→ 작업 지시: 아래 목록에서 "woman's bare leg" 부분이 들어 있는 줄부터 "[337,264,455,331]" 부분이 들어 있는 줄까지, 양 끝 줄을 포함하여 그대로 다시 적으십시오. 그림은 빼고 적으십시오.

→ 데이터 행:

::::::::

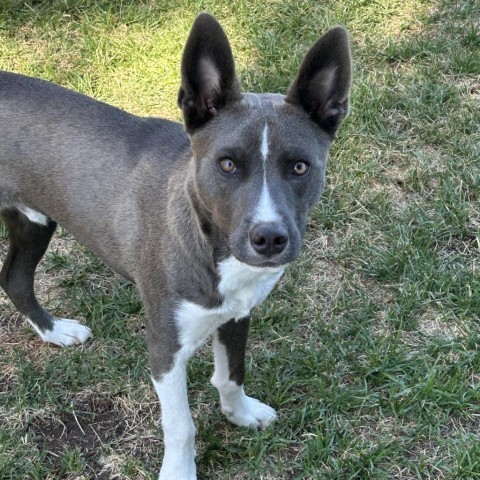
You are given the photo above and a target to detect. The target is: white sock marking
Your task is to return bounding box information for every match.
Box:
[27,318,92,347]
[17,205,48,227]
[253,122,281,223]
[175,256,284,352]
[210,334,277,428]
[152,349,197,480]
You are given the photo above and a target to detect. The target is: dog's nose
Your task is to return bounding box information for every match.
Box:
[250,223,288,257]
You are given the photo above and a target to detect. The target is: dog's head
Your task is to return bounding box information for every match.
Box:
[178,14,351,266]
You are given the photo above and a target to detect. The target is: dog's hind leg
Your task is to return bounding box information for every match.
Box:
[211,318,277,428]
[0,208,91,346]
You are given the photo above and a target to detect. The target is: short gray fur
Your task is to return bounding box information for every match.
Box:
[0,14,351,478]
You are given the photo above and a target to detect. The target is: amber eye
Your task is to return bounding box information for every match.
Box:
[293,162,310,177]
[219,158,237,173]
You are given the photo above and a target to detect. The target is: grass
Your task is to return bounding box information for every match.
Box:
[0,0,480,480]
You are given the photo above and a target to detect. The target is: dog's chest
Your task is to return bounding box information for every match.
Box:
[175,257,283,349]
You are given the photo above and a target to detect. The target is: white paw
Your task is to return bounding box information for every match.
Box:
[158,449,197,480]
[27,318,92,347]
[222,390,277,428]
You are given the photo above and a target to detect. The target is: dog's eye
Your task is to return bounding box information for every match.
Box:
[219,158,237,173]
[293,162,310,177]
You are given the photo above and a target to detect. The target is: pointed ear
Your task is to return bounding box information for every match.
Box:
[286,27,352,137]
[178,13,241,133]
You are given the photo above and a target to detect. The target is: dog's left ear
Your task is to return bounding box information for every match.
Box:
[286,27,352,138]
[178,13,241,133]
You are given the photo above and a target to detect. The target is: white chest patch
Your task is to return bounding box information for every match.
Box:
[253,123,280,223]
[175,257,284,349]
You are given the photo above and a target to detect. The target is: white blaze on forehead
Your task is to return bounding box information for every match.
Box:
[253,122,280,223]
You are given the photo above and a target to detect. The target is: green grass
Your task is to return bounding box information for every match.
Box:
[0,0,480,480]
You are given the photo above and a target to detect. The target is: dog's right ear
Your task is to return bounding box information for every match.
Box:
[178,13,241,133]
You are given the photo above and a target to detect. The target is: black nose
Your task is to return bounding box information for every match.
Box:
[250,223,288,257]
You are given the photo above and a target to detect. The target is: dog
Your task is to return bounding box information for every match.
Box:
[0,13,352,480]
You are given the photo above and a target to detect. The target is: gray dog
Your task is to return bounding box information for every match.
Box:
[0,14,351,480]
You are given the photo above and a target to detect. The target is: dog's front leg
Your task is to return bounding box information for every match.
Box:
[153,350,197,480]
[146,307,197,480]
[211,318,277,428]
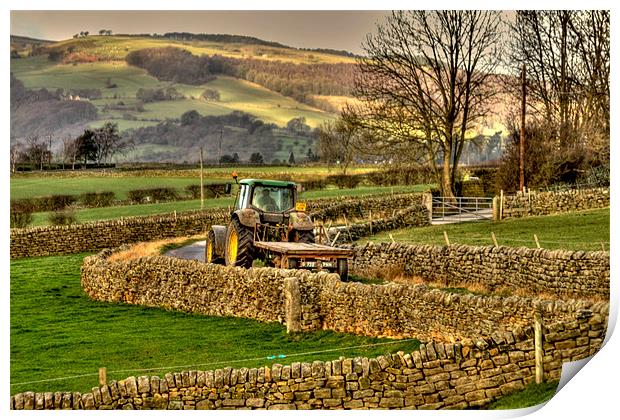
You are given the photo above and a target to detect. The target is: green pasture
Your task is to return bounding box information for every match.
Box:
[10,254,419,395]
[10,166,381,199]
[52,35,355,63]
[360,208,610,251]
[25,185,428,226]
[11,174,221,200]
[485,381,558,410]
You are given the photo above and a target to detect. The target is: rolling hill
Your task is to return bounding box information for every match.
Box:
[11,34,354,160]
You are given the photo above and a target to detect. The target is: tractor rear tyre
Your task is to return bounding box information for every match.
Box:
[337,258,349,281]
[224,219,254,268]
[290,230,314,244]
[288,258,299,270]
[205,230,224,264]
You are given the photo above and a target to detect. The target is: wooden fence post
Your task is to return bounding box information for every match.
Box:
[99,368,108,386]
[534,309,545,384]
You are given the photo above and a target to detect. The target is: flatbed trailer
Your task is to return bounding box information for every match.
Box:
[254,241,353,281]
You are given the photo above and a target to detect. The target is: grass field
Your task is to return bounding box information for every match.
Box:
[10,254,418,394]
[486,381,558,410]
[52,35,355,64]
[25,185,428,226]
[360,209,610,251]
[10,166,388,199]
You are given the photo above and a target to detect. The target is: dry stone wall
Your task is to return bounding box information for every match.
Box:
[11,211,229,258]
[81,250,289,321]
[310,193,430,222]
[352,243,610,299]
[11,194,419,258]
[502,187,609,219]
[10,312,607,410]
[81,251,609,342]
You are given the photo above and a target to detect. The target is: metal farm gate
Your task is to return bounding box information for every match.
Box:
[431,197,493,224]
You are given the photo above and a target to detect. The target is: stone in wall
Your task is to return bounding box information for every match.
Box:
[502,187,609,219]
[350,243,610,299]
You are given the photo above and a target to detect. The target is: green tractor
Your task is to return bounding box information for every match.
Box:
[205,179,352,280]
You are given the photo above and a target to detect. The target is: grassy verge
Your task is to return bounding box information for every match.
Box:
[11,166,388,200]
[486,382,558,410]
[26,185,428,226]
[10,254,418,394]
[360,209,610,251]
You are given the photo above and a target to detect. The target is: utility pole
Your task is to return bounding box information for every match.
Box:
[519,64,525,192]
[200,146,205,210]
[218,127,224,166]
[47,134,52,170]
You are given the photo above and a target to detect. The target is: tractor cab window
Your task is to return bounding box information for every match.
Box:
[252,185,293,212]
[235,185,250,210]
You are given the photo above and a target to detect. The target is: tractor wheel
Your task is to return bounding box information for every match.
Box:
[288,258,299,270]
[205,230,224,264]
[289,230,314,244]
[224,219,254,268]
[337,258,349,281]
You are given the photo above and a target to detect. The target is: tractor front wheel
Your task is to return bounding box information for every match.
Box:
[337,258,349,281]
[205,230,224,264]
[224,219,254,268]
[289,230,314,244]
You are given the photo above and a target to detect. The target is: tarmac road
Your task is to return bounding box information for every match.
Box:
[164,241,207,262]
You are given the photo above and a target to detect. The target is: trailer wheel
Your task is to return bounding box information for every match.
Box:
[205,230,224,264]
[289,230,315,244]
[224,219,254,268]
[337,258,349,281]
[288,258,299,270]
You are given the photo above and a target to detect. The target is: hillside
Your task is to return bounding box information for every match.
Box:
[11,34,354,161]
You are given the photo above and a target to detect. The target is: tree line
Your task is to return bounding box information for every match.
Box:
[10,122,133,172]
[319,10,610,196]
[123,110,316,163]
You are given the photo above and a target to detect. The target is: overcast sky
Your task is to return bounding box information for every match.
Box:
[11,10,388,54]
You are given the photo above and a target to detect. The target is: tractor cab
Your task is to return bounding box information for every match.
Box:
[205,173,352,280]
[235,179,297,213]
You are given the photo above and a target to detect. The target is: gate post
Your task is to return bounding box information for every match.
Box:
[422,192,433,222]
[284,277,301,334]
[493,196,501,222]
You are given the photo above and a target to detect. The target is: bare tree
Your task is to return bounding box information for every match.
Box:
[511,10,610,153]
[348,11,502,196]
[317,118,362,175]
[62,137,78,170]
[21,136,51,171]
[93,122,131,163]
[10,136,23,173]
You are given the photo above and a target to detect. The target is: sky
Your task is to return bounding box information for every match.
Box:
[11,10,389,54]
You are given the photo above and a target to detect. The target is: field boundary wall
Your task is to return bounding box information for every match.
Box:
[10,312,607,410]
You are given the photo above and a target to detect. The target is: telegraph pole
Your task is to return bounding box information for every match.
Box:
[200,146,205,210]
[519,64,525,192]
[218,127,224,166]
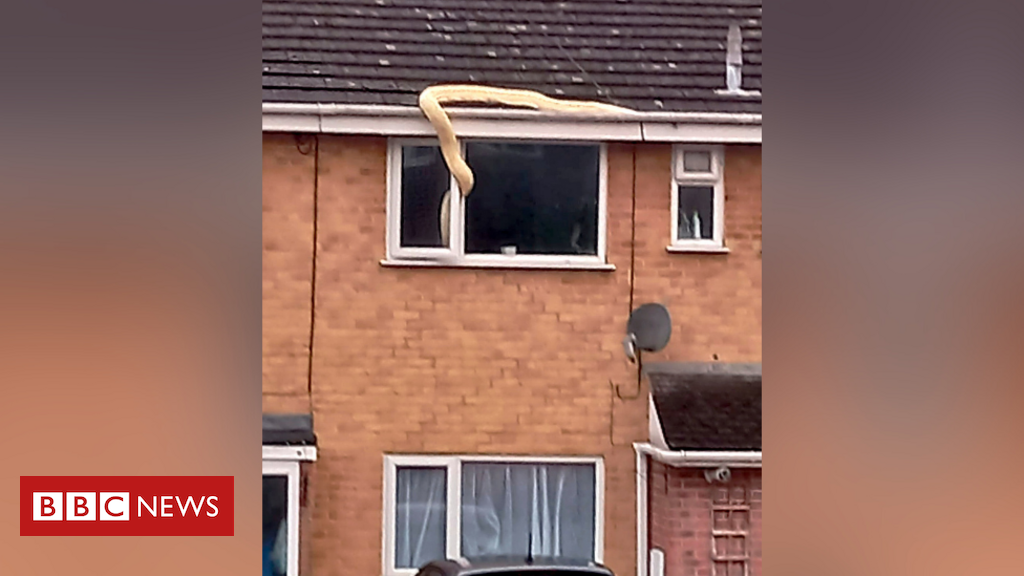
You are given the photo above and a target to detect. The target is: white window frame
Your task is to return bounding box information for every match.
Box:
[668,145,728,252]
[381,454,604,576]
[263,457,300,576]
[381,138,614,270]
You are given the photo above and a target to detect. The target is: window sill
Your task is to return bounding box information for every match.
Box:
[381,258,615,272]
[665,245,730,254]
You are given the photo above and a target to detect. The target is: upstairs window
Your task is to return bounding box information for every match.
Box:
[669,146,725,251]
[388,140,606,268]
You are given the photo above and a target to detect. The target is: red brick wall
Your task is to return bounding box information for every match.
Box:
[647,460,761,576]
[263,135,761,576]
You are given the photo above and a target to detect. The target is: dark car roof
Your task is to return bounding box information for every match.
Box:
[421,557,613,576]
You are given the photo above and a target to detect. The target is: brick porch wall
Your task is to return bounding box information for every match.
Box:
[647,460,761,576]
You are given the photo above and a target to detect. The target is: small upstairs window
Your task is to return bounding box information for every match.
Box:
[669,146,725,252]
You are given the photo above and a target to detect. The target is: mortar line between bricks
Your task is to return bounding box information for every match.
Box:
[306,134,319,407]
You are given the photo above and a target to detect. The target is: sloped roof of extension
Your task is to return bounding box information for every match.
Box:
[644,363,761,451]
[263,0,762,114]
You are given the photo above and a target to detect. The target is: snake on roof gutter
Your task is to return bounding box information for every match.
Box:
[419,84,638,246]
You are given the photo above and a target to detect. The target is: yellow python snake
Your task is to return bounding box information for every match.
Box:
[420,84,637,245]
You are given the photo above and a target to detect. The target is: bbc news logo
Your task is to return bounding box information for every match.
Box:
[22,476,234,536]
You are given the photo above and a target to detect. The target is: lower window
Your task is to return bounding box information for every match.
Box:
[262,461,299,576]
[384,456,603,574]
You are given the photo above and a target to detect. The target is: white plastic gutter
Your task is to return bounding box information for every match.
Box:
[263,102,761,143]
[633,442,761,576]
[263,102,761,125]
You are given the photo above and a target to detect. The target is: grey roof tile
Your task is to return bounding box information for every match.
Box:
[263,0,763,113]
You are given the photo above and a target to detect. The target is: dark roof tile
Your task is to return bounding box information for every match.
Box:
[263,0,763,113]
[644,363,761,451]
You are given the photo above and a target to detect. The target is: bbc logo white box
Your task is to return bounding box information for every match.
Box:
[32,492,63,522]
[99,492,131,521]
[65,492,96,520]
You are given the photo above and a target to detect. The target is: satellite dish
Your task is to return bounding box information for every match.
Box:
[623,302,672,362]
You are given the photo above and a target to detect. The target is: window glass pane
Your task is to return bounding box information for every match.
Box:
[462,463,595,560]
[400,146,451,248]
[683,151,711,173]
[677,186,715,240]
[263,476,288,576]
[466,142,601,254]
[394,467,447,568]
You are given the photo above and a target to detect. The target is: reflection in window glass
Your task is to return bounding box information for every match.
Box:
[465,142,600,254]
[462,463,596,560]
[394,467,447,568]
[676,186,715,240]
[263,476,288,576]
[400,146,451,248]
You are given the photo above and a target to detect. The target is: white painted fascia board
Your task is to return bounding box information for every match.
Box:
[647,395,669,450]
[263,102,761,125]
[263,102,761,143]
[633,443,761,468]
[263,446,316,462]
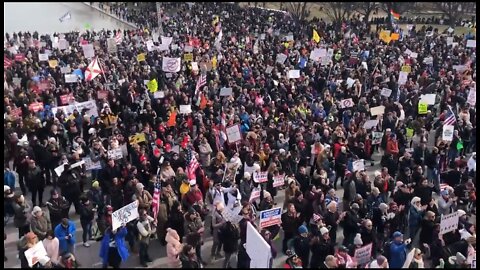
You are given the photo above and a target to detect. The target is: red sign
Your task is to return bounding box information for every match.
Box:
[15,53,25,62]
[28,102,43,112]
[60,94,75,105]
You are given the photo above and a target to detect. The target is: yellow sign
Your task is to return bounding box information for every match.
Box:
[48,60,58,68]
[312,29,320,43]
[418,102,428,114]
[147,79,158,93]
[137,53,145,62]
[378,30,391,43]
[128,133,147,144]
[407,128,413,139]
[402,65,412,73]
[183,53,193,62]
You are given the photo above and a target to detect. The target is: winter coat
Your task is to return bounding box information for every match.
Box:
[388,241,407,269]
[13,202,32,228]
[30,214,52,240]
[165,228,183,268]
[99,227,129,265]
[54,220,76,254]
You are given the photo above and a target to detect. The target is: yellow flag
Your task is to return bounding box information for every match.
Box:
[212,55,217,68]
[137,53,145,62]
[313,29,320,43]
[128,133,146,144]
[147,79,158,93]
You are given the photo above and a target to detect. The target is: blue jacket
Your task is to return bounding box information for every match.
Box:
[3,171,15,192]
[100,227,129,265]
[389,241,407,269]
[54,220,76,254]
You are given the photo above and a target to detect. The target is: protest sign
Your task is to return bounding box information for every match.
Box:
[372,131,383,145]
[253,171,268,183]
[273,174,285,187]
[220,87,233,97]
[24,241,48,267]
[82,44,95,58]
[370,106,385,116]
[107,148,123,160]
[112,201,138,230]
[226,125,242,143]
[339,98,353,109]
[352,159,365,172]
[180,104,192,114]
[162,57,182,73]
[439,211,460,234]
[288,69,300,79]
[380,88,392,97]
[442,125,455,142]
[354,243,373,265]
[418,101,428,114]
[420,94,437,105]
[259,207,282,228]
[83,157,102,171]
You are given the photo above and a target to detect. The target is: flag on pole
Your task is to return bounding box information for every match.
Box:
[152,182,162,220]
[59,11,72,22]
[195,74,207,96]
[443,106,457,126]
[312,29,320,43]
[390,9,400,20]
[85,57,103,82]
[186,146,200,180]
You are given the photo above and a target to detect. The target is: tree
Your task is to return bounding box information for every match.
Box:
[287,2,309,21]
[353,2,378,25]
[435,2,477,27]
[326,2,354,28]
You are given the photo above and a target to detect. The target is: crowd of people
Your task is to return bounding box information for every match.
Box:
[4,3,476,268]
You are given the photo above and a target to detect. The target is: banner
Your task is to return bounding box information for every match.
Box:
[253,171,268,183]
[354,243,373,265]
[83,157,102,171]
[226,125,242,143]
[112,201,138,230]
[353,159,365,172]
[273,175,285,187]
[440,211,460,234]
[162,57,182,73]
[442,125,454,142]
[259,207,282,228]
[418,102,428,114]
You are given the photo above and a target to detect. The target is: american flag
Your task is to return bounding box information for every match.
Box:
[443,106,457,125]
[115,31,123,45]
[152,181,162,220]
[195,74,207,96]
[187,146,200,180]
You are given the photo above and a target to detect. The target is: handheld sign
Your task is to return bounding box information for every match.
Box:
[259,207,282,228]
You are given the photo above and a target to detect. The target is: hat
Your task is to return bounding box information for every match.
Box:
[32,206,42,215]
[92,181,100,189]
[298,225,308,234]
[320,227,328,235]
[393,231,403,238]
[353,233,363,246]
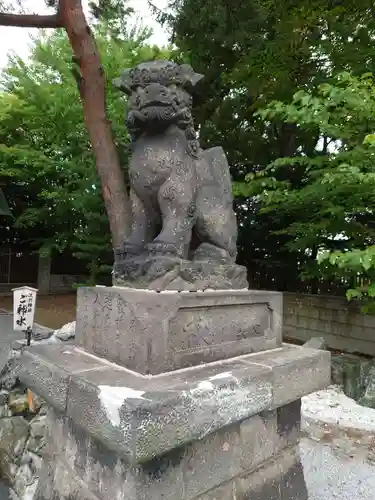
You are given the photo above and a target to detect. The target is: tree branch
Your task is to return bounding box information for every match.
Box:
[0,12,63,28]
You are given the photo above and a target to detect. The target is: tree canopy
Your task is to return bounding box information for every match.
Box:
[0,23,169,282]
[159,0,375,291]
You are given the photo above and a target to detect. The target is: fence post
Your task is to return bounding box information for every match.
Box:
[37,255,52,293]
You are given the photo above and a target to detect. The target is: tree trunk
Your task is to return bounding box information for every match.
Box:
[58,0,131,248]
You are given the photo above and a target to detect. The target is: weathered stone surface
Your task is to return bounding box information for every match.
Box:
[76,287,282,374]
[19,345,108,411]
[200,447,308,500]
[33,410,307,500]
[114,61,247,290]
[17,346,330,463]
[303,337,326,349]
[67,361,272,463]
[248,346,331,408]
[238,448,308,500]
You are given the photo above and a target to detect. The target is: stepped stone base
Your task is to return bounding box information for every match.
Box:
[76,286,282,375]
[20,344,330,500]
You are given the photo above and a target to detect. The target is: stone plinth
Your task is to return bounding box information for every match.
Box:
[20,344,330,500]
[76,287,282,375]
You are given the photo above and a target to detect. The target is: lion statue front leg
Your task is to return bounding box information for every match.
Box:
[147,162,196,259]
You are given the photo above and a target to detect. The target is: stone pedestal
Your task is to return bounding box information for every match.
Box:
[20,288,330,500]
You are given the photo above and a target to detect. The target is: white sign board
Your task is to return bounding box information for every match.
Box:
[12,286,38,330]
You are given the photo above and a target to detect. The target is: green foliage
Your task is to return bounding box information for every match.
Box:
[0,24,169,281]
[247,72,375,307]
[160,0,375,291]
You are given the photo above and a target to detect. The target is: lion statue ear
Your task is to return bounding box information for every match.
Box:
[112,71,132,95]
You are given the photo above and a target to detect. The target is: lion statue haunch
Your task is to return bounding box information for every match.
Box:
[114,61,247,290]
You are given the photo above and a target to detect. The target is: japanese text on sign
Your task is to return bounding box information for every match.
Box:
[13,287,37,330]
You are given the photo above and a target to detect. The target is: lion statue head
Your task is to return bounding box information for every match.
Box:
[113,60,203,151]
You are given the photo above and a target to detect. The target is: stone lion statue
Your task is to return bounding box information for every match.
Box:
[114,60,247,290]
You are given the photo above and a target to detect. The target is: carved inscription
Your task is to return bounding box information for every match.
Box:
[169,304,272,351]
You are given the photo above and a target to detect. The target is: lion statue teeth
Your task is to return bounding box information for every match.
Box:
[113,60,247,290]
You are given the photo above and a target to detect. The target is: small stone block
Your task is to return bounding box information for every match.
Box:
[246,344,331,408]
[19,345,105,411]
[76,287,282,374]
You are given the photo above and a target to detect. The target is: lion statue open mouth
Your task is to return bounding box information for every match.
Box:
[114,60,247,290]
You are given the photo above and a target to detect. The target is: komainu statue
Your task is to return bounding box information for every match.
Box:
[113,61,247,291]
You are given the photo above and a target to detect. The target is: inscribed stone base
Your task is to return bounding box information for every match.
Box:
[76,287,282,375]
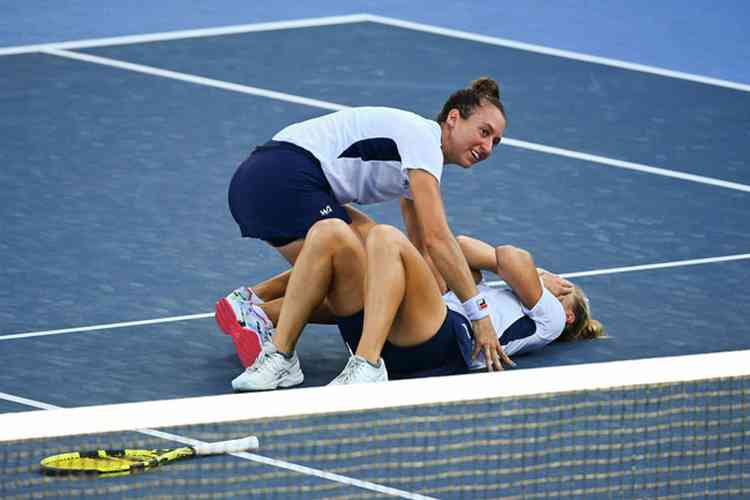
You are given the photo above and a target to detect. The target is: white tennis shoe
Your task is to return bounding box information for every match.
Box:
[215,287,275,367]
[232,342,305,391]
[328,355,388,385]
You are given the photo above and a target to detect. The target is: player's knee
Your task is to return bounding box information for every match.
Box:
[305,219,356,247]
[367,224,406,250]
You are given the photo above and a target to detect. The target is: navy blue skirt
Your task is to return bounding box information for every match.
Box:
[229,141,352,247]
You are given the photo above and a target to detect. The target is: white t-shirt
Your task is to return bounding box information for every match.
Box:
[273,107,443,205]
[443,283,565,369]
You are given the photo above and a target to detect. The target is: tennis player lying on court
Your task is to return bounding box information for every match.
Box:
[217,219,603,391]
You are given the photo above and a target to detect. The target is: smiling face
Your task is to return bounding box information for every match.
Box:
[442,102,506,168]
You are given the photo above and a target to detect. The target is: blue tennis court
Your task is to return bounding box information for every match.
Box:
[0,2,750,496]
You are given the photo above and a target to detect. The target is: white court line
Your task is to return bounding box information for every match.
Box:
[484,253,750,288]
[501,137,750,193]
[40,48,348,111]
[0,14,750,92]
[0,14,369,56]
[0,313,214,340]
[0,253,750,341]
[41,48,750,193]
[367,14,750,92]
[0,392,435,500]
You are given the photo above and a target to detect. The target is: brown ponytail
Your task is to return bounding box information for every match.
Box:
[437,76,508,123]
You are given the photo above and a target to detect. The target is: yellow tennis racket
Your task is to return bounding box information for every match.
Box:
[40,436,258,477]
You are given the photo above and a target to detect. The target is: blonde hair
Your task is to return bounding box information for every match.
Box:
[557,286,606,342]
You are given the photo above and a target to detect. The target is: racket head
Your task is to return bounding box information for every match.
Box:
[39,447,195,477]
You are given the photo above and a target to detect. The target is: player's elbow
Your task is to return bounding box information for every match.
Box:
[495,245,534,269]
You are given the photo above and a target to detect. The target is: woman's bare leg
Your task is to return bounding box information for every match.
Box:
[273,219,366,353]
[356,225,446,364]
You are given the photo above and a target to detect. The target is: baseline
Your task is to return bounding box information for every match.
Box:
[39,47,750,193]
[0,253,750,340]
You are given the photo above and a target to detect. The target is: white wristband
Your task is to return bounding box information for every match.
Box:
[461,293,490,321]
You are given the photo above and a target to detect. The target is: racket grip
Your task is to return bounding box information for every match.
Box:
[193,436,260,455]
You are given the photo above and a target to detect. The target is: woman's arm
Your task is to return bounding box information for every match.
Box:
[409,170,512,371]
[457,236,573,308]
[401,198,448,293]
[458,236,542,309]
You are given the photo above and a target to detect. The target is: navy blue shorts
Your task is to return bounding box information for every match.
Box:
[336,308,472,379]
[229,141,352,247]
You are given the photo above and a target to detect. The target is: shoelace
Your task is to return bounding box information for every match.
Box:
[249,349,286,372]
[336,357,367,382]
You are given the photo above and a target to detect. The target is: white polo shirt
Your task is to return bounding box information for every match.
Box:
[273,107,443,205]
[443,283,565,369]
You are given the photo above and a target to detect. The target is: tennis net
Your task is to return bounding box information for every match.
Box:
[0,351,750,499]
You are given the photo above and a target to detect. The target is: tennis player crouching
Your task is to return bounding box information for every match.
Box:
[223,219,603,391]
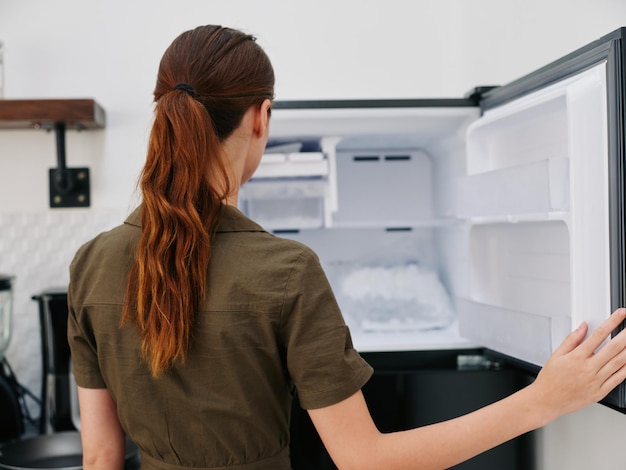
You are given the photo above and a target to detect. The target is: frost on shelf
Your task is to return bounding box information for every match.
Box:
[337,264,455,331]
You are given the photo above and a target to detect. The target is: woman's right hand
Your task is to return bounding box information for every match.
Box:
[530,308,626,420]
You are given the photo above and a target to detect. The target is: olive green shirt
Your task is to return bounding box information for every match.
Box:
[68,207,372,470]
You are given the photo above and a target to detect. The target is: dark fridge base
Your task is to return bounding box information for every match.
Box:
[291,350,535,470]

::::::::

→ 작업 결과:
You are given the photo above and a target to detect. The target is: woman's bare leg
Your task is to return bounding box information for every match.
Box:
[273,219,366,353]
[356,225,446,364]
You are given the photo above and a target to detect. The target is: baseline
Your task is to return bounding box information for every match.
Box:
[39,47,750,193]
[0,253,750,340]
You are given the photo above and a target to detect. The target is: white wristband
Your task is to return bounding box information for every match.
Box:
[461,293,490,321]
You are given the photo above and a target to detect. The target is: racket grip
Your task is to return bounding box information for every match.
Box:
[193,436,260,455]
You are given the photo above and a target to detect. The target is: woman's arm
Your task is to return bounding box information for every match.
Box:
[409,170,512,371]
[457,236,573,308]
[401,198,448,293]
[458,236,542,309]
You are given the photo above and a target to detect. The target is: navy blue shorts
Your task is to return bounding box information for every match.
Box:
[336,308,472,379]
[229,141,352,247]
You are given the photo above and a target to detect. The target is: shoelace
Your task is to return bounding box information for every match.
Box:
[249,349,286,372]
[336,357,367,382]
You are given the photo above and a target to detect. The target is: white polo shirt
Your task is to return bounding box information for every match.
Box:
[273,107,443,205]
[443,283,565,369]
You are given the photo above and a target to detect. The target is: tennis net
Your task is to return bounding box information for every match.
Box:
[0,351,750,499]
You are given the photo above and a target to detect. The target is: tennis player crouching
Your task is to return bounding box information for every match.
Box:
[223,219,603,391]
You are given the photo above and a target to detect. The target is: frost on shelf
Your task is to return bounding box information for every match.
Box:
[337,264,455,331]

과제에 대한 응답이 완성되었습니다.